Q: My 2-and-a-half-year-old daughter is not potty trained yet. Nothing I do is working! I am getting so frustrated. What advice do you have for us both?
A: Don’t panic — many children (especially firstborn boys) don’t train until age 3. Studies suggest halfway between ages 2 and 3 years is the golden age to try potting training. There are those kids who fall into the age spectrum (2–3 and a half) and those who are outliers.
I’ve found that sometimes it takes a “trigger event” for some kids to be ready. My family’s trigger event happened after months of working on potty training with my son. We went in for a regular doctor visit, and our pediatrician told him he was ready to go on the big-kid potty. So then he was ready. It was frustrating (for me) but great at the same time.
Think of yourself as your daughter’s pit crew: supplying the tools and helping her to the potty when she requests it. When parents come to me in need of help, here’s what I advise.
1. Never punish your child for wetting or having an accident.
2. I like using reward charts for potty training:
- Basic is best. You don’t need to buy a chart. Make the reward chart together, which provides the child with a sense of ownership.
- Celebrate success on the chart. Ignore failures. Never take stickers down for mistakes.
- Give stickers freely for any good deed you deem worthy of progress. Be clear with your child about progress: putting on underwear, peeing/pooping on the toilet, or even entering the bathroom to pee in a diaper, if your child is resistant.
- Rewards should be nonfood items whenever possible. A $1–$5 toy may be best for the first row of stickers, for example. Save a big reward, like a trip to the toy store alone with Mom or Dad (for a $2 toy) for a completed chart. Do provide structure to the child about how the reward system works. The first toy will be very educational.

Aim of the task
Please extract, word for word, the passage of the potty-training advice that opens with the words containing "Q: My 2-and-a-half-year-old" and closes with "the same time.".

Dataset excerpts
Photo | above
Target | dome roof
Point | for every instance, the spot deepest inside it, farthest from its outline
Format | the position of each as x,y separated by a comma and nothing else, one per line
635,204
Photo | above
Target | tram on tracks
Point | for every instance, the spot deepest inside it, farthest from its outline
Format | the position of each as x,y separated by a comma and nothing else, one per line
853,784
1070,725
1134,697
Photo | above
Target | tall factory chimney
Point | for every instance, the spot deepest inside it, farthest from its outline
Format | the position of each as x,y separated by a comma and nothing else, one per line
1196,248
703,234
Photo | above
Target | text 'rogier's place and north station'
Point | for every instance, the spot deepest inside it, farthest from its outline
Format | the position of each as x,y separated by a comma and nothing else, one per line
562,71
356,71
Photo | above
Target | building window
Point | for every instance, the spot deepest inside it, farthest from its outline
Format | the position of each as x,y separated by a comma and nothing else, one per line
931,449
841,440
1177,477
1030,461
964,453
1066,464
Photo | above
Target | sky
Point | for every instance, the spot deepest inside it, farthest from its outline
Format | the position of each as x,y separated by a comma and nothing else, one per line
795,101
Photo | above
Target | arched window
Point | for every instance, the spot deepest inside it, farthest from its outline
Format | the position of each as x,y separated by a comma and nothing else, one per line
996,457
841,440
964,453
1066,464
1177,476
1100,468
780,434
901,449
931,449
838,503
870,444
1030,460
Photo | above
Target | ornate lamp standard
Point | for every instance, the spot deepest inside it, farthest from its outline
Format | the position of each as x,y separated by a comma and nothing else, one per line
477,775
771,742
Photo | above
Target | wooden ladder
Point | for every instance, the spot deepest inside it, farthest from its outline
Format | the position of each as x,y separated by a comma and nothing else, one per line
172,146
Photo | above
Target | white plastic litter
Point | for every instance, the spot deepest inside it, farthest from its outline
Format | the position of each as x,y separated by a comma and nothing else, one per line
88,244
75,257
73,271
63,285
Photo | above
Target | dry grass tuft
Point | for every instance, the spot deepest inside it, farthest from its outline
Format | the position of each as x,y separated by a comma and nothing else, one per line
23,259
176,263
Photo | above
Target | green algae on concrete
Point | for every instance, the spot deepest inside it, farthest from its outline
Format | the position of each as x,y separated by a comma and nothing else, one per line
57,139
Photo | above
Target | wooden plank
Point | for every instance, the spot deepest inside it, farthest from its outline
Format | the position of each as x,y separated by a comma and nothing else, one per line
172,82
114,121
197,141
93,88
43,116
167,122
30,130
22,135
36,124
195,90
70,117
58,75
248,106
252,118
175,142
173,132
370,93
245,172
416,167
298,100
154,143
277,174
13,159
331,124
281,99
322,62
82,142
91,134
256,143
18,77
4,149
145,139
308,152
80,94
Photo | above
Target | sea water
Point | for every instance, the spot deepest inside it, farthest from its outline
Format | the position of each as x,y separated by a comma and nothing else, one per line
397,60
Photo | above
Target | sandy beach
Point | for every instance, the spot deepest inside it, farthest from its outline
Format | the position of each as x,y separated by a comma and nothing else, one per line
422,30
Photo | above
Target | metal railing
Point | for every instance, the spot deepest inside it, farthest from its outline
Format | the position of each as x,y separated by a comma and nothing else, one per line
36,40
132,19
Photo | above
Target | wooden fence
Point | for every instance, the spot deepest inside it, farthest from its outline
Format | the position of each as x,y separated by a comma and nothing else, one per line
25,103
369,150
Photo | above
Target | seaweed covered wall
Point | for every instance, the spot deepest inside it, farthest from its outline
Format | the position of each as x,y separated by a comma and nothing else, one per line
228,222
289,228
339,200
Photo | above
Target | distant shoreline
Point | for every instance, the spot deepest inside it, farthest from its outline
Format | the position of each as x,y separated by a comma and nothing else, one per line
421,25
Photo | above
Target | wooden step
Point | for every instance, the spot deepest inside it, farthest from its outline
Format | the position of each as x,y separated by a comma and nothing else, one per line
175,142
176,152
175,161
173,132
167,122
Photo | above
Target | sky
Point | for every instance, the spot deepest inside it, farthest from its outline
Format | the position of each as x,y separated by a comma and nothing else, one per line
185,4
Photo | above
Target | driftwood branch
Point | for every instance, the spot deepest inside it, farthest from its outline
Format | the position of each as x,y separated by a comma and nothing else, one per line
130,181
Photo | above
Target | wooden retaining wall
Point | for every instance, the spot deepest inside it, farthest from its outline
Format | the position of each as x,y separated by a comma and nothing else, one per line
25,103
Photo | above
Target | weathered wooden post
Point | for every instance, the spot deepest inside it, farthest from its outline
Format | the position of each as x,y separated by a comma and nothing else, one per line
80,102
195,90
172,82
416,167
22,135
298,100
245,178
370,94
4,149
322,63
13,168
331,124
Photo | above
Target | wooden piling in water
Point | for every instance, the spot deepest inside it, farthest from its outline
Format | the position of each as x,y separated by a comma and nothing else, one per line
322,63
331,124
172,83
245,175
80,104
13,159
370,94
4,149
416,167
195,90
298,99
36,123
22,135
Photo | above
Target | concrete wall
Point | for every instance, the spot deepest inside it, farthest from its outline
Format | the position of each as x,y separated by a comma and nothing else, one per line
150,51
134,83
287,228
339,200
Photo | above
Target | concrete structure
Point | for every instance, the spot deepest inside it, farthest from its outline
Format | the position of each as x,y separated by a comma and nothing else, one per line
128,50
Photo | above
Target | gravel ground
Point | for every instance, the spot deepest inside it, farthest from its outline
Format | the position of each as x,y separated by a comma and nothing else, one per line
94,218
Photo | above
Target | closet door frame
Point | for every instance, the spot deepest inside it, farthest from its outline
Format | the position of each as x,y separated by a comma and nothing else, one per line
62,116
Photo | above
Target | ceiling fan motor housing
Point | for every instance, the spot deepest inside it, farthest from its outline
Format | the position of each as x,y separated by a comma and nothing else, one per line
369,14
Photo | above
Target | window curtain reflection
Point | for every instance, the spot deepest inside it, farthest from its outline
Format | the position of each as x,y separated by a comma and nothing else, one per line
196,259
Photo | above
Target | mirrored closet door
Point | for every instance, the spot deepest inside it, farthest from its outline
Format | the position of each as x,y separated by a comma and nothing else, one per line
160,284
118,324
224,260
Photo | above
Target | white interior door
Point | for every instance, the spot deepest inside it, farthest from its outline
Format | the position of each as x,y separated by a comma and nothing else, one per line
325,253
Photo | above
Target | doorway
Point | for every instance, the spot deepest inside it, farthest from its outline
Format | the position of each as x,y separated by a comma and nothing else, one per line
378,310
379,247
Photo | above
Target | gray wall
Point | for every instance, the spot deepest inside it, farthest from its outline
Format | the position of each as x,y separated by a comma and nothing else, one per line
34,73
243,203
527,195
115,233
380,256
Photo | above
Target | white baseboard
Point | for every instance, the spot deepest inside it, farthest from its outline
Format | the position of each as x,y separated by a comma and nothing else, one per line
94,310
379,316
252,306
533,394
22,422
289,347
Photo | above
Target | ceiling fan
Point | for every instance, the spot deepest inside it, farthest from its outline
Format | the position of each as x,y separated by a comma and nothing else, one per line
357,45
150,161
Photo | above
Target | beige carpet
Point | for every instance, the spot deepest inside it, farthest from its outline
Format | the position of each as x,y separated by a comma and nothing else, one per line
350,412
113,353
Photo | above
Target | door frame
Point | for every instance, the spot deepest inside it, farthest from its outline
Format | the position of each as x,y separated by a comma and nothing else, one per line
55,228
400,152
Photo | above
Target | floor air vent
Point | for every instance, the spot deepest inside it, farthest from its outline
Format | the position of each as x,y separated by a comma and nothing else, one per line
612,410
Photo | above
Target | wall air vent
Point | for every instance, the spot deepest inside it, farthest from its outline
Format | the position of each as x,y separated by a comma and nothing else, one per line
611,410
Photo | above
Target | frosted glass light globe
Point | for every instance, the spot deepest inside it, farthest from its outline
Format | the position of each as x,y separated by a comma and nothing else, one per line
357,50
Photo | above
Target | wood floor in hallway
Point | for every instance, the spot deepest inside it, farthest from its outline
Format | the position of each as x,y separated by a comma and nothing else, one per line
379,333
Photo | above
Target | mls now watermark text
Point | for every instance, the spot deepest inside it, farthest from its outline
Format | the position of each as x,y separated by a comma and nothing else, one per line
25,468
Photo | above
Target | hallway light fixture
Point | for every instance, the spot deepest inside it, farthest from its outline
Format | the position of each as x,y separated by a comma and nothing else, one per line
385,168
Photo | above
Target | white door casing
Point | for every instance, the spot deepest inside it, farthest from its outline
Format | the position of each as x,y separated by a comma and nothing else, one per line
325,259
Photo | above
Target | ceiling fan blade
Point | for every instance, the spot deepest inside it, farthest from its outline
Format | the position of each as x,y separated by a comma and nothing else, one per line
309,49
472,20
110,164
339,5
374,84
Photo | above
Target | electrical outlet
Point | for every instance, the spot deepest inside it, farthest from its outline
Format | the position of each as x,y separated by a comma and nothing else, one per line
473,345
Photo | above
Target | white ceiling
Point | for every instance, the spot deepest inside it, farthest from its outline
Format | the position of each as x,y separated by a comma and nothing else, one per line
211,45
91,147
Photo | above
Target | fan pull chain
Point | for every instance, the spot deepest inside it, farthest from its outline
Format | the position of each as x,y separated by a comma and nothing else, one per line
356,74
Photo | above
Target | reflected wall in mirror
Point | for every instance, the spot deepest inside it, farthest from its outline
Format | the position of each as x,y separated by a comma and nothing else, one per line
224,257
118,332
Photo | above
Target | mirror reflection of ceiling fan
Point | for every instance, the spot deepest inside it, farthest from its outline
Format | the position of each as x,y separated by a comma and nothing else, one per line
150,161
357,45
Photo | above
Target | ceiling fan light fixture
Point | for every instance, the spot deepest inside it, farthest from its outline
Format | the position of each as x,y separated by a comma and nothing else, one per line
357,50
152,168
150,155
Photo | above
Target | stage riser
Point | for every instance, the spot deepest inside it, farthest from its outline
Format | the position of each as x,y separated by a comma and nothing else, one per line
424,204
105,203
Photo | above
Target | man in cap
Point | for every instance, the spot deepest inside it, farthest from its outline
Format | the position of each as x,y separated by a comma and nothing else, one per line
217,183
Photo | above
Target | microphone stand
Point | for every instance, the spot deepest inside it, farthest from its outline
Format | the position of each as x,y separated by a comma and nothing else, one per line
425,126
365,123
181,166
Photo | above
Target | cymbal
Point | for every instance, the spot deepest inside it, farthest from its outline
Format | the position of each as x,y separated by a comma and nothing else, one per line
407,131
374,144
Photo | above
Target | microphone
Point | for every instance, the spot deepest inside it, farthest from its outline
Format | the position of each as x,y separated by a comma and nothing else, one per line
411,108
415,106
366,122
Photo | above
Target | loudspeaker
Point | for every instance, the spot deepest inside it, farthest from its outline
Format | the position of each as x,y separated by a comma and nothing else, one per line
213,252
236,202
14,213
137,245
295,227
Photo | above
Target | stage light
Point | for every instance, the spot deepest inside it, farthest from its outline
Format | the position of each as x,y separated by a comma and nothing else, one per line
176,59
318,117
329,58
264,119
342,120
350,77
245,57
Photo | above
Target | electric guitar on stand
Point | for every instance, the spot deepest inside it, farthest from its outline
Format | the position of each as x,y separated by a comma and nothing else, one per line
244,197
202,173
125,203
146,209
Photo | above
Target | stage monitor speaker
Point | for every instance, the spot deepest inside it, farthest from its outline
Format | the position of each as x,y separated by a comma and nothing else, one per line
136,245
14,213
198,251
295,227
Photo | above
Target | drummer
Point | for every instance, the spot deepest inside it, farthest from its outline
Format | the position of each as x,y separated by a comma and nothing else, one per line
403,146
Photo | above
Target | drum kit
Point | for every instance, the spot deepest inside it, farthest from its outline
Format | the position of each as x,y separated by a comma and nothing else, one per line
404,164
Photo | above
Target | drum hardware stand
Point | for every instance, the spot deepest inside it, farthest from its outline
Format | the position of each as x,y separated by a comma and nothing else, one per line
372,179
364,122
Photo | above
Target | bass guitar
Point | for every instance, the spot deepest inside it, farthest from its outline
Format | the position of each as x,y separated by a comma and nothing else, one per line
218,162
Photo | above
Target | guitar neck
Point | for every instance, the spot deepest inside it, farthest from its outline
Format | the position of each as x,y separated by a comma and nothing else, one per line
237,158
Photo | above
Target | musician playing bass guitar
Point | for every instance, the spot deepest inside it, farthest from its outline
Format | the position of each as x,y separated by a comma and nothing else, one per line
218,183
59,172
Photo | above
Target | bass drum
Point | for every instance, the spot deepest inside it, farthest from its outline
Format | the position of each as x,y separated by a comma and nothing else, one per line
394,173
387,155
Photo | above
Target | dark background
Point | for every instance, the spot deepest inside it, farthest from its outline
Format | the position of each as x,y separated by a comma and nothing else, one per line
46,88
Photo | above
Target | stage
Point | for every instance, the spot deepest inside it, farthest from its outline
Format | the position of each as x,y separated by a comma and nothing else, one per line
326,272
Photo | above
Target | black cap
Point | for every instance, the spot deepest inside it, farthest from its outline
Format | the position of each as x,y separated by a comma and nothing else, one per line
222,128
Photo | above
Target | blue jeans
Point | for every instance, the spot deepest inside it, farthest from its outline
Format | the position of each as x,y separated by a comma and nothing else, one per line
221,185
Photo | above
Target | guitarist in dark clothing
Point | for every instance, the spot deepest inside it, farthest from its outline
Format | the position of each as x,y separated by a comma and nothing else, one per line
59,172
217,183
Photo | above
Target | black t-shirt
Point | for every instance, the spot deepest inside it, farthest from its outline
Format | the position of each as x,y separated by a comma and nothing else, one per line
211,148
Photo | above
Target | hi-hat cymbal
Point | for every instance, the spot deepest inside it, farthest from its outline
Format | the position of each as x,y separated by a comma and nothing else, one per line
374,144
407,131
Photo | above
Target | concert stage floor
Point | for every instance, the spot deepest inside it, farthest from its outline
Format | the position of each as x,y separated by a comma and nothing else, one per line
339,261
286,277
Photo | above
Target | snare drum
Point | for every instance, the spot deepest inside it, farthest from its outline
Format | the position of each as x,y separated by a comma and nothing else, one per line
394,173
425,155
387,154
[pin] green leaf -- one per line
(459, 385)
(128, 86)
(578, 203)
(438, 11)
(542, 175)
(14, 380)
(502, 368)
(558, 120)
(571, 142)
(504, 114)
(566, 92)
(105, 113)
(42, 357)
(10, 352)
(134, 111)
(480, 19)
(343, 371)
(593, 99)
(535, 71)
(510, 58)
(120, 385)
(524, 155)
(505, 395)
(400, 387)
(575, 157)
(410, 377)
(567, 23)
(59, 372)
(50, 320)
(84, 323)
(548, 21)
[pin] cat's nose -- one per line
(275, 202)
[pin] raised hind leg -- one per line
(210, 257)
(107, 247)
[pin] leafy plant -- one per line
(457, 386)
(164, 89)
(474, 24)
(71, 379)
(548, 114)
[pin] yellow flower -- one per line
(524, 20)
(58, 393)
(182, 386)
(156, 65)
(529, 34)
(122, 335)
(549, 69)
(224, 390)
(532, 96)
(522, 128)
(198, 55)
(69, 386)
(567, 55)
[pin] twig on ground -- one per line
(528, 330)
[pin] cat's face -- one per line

Output
Q: My 2-and-a-half-year-old daughter is not potty trained yet. Nothing I do is working! I am getting so frustrated. What advice do you have for us both?
A: Don’t panic — many children (especially firstborn boys) don’t train until age 3. Studies suggest halfway between ages 2 and 3 years is the golden age to try potting training. There are those kids who fall into the age spectrum (2–3 and a half) and those who are outliers.
I’ve found that sometimes it takes a “trigger event” for some kids to be ready. My family’s trigger event happened after months of working on potty training with my son. We went in for a regular doctor visit, and our pediatrician told him he was ready to go on the big-kid potty. So then he was ready. It was frustrating (for me) but great at the same time.